● **TRECHO SELECIONADO**
────────────────

Publicado pela primeira vez há mais de 30 anos, em 1985, “O Conto de Aia” (The Handmaid’s Tale, em inglês), livro da canadense Margaret Atwood, fixou posição entre os livros mais vendidos no Brasil durante todo o ano de 2018 e o primeiro semestre de 2019.
Margaret Atwood é uma das intelectuais mais respeitadas e conhecidas do Canadá. Autora de quase sessenta livros, entre eles romances, poesias, contos, livros infantis e críticas literárias, ganhadora do Booker Prize, o prêmio mais importante do livro do Reino Unido, e defensora dos direitos das mulheres, Atwood é a personificação da transgressão, reunindo em si, enquanto mulher, tudo de mais ameaçador para o status do poderio da sociedade que criou na ficção.
A República de Gilead nasceu após um golpe de Estado orquestrado por uma seita cristã fundamentalista, que assassinou o presidente e os congressistas americanos e instaurou um regime totalitário e teocrático. O que antes eram os Estados Unidos da América moderno se tornou uma sociedade oprimida, típica do século XVII, tendo como pilar fundamental o cerceamento de direitos e a segregação das mulheres férteis e inférteis em categorias e funções estabelecidas pelo Estado.

────────────────

● **DADOS ARMAZENADOS**
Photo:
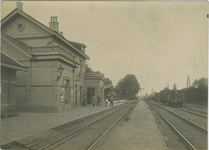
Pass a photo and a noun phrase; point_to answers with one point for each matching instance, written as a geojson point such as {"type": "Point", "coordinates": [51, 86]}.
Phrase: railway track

────────────────

● **INSTRUÇÕES**
Atualize o trecho selecionado: reescreva tudo, de "Margaret Atwood é" até "criou na ficção.", substituindo "Booker Prize" por "Prêmio Booker".

● **RESPOSTA DO EXERCÍCIO**
Margaret Atwood é uma das intelectuais mais respeitadas e conhecidas do Canadá. Autora de quase sessenta livros, entre eles romances, poesias, contos, livros infantis e críticas literárias, ganhadora do Prêmio Booker, o prêmio mais importante do livro do Reino Unido, e defensora dos direitos das mulheres, Atwood é a personificação da transgressão, reunindo em si, enquanto mulher, tudo de mais ameaçador para o status do poderio da sociedade que criou na ficção.